*課題内容*
原文のうち、「感染症の伝播:病院勤務の医療従事者と一般集団の勤労成人の接触に関する調査★★」から「ない接点である可能性がある。」までの部分を、始めと終わりの語句も含めて正確に書き写してください。

=== 原文 ===

感染症の伝播:病院勤務の医療従事者と一般集団の勤労成人の接触に関する調査★★

2018.04.29

Infectious disease transmission: survey of contacts between hospital-based healthcare workers and
working adults from the general population


Lili Jiang*, Isabel Hui Leng Ng, Yan’an Hou, Dunli Li, Linda Wei Lin Tan, Hanley Jian An Ho, Mark I-Cheng Chen
* National University of Singapore, Singapore
Journal of Hospital Infection (2018) 98, 404-411
背景
医療従事者は、感染症の伝播に関して医療現場と地域社会の間の意図しない接点である可能性がある。

=== 提示資料 ===

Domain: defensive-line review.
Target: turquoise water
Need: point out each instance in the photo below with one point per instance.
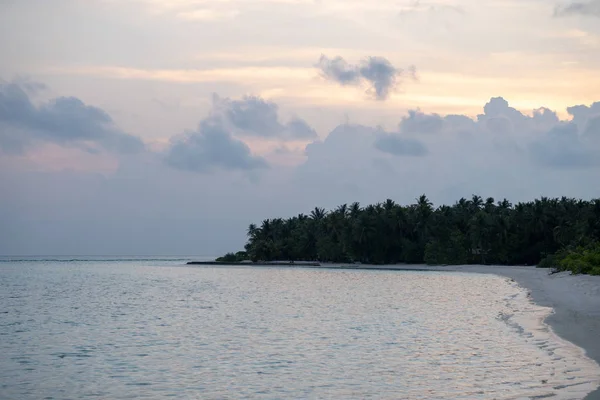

===

*解答*
感染症の伝播:病院勤務の医療従事者と一般集団の勤労成人の接触に関する調査★★

2018.04.29

Infectious disease transmission: survey of contacts between hospital-based healthcare workers and
working adults from the general population


Lili Jiang*, Isabel Hui Leng Ng, Yan’an Hou, Dunli Li, Linda Wei Lin Tan, Hanley Jian An Ho, Mark I-Cheng Chen
* National University of Singapore, Singapore
Journal of Hospital Infection (2018) 98, 404-411
背景
医療従事者は、感染症の伝播に関して医療現場と地域社会の間の意図しない接点である可能性がある。